**Written request a**: From the listing below, copy out the lines starting with the line containing "Look at this image and locate every instance of stadium crowd." and going on through the line containing "xmin=154 ymin=249 xmax=181 ymax=257", both included, with no changes.

**Quoted passage**:
· · · ·
118 Ill. 492 | Ill. | 1886

Mr. Justice Sheldon

delivered the opinion of the Court:

This was a proceeding by information in the nature of aquo warranto, against the Golden Rule and its directors. The-information contains three counts. The first sets forth the organization of the Golden Rule as a body corporate, under the general Incorporation law, approved April 18,1872, (Rev. Stat. 1874, p. 290,) and its mode of doing business, and avers-that it has usurped, and now usurps, powers and franchises not conferred by law. The second avers that the corporation has wrongfully, and without warrant of law, engaged in and transacted a life insurance business, and is therein wrongfully usurping power; and the third count sets forth, that it has unlawfully usurped and exercised powers and franchises in respect to its so-called relief fund, and is so doing. To the information two pleas were filed, one by the corporation, and the other by the directors. These pleas set forth all the facts concerning the organization, objects, operation and business of the corporation, its constitution and by-laws, etc., and deny that it has exercised any power or franchise not warranted by law. A demurrer was sustained to the pleas. The defendants have appealed to this court, and assign for error-the decision of the circuit court in sustaining the demurrer and entering judgment of ouster.

Among the objects of the association, as set forth in the pleas, are:

“Second—To aid its members in the struggles incident to life, and to assist its sick and distressed members in every way that may be suggested by a refined humanity.
· · · ·
[Rows from a dataset of box labels]
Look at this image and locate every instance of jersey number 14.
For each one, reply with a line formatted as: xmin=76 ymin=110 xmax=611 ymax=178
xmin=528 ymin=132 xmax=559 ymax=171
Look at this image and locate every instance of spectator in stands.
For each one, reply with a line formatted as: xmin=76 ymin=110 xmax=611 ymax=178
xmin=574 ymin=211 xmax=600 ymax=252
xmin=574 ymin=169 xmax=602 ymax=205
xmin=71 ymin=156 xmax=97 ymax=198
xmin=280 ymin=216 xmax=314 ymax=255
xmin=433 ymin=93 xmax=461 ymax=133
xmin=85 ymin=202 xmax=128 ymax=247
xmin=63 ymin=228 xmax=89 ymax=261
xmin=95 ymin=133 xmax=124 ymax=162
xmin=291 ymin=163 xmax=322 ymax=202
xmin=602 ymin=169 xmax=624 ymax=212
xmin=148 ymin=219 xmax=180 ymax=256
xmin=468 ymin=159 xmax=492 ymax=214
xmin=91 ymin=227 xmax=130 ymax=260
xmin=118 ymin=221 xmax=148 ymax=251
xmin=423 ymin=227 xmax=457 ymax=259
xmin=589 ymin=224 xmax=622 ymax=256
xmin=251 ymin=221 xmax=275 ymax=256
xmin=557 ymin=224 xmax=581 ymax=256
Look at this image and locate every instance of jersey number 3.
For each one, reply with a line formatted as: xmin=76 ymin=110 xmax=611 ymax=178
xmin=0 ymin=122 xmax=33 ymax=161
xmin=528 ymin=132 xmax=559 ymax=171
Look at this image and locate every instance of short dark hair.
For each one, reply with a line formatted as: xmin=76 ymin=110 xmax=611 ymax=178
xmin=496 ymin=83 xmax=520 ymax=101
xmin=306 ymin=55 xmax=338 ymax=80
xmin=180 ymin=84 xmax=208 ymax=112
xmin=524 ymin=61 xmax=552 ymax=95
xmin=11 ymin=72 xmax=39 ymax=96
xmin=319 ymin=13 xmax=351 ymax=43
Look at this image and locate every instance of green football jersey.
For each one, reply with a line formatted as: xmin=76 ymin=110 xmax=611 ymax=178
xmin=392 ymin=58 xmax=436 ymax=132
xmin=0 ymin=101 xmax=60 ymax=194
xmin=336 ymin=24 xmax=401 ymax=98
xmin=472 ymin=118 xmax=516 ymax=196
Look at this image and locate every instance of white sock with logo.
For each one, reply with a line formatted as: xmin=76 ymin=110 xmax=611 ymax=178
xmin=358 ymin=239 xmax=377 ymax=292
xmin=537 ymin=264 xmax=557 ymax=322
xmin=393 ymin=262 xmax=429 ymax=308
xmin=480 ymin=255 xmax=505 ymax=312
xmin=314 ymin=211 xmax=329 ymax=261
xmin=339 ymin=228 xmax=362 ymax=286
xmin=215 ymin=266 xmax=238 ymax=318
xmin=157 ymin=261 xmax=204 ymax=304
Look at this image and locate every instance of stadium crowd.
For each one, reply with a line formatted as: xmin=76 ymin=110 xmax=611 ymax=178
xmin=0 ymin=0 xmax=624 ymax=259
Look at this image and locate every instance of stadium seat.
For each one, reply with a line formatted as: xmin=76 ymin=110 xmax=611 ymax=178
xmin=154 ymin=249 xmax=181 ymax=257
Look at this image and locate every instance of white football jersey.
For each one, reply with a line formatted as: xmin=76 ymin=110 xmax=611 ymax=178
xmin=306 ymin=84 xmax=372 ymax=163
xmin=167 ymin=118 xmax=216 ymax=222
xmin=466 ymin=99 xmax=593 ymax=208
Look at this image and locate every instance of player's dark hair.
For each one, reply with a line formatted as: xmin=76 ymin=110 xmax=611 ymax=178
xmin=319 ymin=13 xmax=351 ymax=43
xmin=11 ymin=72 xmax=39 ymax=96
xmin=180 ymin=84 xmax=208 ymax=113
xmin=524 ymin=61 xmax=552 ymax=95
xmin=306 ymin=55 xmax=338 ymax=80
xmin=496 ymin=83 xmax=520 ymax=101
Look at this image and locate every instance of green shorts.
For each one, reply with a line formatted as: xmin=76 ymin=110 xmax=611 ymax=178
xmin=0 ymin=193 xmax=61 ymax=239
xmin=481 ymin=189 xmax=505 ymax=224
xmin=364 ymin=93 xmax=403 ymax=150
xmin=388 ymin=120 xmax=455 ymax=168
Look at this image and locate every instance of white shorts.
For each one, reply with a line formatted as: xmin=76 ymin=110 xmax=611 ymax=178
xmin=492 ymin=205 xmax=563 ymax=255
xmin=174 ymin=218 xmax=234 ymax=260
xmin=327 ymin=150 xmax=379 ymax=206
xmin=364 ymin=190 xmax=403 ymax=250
· · · ·
**Written request b**: In the court opinion, how many counts does the information against the Golden Rule and its directors contain?

**Task solution a**:
Look at this image and locate every instance of stadium crowd.
For each one, reply with a line formatted as: xmin=76 ymin=110 xmax=611 ymax=178
xmin=0 ymin=0 xmax=624 ymax=259
Look at this image and locate every instance of stadium seat.
For each one, reply with a line formatted as: xmin=76 ymin=110 xmax=611 ymax=178
xmin=154 ymin=249 xmax=181 ymax=257

**Task solution b**: Three.